[Document text]

Cardinal Paul Shan Kuo-hsi went to the Matsu Islands last week, a former military zone a few nautical miles off the coast of China’s Fujian province but more than 100 nautical miles from Taiwan itself, to speak about peace and love.

Matsu is the closest the 89-year-old cardinal could get to the mainland after Beijing denied him the chance of visiting his birthplace by refusing him a travel permit in June.

During his Matsu visit, Cardinal Shan, retired bishop of Kaohsiung, gave a speech on life to about 400 residents, military officers stationed there and other guests.

He also joined a dialogue with Buddhist Master Hsing Yun and Chen Chang-ven, president of the Red Cross Society of Taiwan, on “Charity and Peace” which preceded the opening of an international peace forum on August 25 hosted by the Lienchiang county government.

[Information provided]
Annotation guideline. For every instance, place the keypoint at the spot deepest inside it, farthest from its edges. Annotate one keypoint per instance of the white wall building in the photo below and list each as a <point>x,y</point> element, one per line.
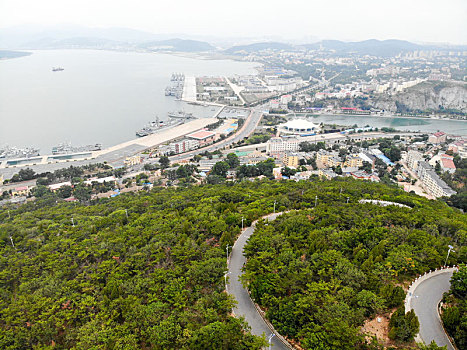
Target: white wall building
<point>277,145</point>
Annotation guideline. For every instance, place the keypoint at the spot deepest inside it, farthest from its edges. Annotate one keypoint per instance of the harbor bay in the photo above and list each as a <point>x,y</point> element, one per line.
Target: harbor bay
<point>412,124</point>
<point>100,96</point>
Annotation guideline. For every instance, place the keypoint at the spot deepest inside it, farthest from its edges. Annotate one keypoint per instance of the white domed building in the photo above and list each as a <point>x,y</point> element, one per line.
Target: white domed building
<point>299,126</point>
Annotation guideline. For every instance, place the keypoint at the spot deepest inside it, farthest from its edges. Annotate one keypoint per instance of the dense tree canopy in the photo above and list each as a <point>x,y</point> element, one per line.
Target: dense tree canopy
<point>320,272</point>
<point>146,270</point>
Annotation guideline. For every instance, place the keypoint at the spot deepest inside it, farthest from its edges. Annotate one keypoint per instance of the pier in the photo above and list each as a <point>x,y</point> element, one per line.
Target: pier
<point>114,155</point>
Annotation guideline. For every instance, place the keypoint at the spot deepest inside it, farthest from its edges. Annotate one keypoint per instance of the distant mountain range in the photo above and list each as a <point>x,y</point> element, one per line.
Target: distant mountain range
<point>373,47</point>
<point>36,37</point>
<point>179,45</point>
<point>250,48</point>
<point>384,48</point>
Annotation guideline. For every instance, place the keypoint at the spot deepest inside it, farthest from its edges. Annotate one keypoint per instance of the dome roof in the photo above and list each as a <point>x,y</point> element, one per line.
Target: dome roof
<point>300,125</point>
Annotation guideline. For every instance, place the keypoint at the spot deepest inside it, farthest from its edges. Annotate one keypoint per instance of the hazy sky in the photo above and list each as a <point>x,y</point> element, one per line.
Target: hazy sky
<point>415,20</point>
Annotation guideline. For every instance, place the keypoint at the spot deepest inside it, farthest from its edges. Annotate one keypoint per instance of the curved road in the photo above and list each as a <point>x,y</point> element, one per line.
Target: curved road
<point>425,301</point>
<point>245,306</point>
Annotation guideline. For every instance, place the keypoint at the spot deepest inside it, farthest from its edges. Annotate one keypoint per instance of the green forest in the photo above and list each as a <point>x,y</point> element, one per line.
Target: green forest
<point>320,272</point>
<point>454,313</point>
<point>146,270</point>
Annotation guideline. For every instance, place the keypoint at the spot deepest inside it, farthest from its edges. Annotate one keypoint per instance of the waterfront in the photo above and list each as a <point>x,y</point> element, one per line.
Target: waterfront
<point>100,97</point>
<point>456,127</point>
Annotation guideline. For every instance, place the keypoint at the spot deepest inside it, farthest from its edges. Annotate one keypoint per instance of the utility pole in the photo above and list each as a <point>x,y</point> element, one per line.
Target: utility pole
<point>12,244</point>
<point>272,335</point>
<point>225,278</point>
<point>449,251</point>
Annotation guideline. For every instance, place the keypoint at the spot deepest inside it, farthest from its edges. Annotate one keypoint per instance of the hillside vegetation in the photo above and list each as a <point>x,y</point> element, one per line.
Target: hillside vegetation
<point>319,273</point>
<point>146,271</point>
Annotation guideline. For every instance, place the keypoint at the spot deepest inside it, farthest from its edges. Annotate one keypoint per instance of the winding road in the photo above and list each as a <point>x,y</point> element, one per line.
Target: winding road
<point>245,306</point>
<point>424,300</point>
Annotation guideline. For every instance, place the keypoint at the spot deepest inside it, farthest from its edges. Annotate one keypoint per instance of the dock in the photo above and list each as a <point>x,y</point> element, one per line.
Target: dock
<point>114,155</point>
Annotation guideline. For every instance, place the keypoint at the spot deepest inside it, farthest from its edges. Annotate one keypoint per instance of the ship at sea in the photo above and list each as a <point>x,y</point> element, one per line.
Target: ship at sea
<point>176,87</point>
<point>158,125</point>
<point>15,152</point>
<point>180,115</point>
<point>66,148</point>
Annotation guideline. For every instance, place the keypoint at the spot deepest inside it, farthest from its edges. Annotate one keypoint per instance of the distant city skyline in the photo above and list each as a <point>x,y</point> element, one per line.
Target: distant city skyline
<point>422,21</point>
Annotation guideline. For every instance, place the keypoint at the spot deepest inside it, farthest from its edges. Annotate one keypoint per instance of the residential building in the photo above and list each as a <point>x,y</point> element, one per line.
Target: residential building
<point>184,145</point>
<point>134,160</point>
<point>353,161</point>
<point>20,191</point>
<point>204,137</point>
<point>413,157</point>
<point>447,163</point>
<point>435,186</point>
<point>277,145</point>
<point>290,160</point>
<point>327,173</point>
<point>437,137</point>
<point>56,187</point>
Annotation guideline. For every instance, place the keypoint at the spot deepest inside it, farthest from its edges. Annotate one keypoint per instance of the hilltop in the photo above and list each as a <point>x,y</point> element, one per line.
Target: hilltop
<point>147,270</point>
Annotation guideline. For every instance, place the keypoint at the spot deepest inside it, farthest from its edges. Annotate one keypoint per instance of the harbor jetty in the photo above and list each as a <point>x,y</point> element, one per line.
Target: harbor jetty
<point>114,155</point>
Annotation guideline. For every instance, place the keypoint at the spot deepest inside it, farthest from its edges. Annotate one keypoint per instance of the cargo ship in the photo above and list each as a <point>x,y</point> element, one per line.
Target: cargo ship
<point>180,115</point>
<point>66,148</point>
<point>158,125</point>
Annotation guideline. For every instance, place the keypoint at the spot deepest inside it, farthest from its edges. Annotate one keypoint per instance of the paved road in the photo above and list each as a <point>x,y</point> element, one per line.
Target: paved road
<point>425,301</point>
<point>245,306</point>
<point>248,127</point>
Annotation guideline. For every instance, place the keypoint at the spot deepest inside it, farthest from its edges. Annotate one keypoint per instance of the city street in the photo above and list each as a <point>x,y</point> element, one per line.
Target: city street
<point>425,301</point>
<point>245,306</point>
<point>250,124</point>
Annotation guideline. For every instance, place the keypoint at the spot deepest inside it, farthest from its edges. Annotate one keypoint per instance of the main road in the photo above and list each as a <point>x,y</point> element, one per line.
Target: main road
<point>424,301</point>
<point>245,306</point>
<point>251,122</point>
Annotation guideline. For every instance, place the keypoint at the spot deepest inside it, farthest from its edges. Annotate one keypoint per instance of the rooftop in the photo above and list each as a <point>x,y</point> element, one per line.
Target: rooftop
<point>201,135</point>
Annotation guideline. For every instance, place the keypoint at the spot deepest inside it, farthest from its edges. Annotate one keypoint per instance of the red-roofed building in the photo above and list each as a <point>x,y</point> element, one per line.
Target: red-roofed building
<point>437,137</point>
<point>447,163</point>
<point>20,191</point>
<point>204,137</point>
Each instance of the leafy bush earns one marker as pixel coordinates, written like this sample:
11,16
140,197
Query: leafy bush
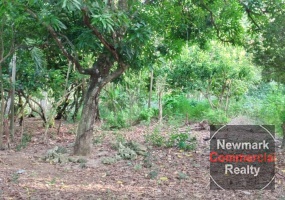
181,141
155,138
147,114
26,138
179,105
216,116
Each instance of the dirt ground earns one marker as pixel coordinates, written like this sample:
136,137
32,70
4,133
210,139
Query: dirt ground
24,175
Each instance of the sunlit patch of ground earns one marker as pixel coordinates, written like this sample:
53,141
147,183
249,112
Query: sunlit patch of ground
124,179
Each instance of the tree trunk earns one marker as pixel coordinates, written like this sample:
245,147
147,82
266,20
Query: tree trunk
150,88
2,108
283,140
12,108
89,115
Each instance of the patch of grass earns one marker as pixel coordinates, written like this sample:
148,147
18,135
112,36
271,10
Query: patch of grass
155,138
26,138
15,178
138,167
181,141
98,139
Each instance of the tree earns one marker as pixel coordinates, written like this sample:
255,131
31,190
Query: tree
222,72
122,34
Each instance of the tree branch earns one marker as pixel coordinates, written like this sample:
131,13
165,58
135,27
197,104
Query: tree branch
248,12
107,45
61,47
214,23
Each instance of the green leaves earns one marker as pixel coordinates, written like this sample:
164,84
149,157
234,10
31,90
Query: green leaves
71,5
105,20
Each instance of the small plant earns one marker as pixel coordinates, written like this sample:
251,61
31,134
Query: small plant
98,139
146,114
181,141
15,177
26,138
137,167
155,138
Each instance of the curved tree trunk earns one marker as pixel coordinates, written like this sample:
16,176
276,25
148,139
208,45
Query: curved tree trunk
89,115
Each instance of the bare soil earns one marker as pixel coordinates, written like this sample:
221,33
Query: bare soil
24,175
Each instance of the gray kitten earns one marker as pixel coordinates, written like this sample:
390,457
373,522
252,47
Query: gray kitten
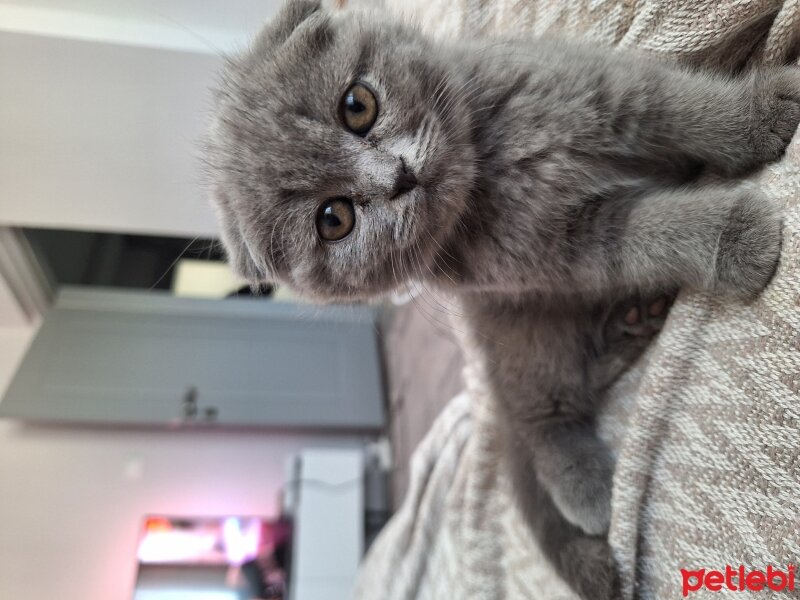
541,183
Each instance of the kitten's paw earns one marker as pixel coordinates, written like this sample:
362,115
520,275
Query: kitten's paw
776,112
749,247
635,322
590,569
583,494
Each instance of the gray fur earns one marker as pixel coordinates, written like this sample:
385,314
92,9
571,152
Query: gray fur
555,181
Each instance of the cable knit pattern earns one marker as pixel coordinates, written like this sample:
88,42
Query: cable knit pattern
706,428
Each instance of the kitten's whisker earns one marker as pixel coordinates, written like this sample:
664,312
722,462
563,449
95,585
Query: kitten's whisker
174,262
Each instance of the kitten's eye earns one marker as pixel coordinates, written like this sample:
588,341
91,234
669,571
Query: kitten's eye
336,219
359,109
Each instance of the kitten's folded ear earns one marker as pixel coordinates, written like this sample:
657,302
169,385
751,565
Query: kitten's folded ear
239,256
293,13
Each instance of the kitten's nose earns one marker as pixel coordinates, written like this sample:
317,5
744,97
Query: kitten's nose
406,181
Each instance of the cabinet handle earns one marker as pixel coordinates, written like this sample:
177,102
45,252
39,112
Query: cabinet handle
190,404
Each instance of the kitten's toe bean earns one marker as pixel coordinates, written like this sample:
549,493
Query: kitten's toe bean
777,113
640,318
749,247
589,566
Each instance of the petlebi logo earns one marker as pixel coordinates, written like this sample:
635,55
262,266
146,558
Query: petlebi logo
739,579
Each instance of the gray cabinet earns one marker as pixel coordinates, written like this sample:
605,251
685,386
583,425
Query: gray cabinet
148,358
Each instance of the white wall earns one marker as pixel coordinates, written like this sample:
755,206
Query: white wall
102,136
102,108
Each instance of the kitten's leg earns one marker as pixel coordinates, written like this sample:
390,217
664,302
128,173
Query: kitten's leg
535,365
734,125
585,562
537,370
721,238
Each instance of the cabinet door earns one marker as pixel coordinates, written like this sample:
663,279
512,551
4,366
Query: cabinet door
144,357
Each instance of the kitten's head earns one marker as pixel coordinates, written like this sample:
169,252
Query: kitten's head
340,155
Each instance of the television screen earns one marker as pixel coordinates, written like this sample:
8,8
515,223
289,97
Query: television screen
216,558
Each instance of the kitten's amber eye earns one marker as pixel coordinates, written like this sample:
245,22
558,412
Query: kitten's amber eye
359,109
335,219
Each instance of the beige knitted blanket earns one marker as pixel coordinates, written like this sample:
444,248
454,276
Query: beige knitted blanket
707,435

[Required work]
a) Which people are named in the text about Cardinal Shan's Matsu visit? List each of them.
b) Reproduce the stretch of the text about Cardinal Shan's Matsu visit from "Matsu is the" through "permit in June.".

[List of solutions]
a)
Cardinal Paul Shan Kuo-hsi
Buddhist Master Hsing Yun
Chen Chang-ven

b)
Matsu is the closest the 89-year-old cardinal could get to the mainland after Beijing denied him the chance of visiting his birthplace by refusing him a travel permit in June.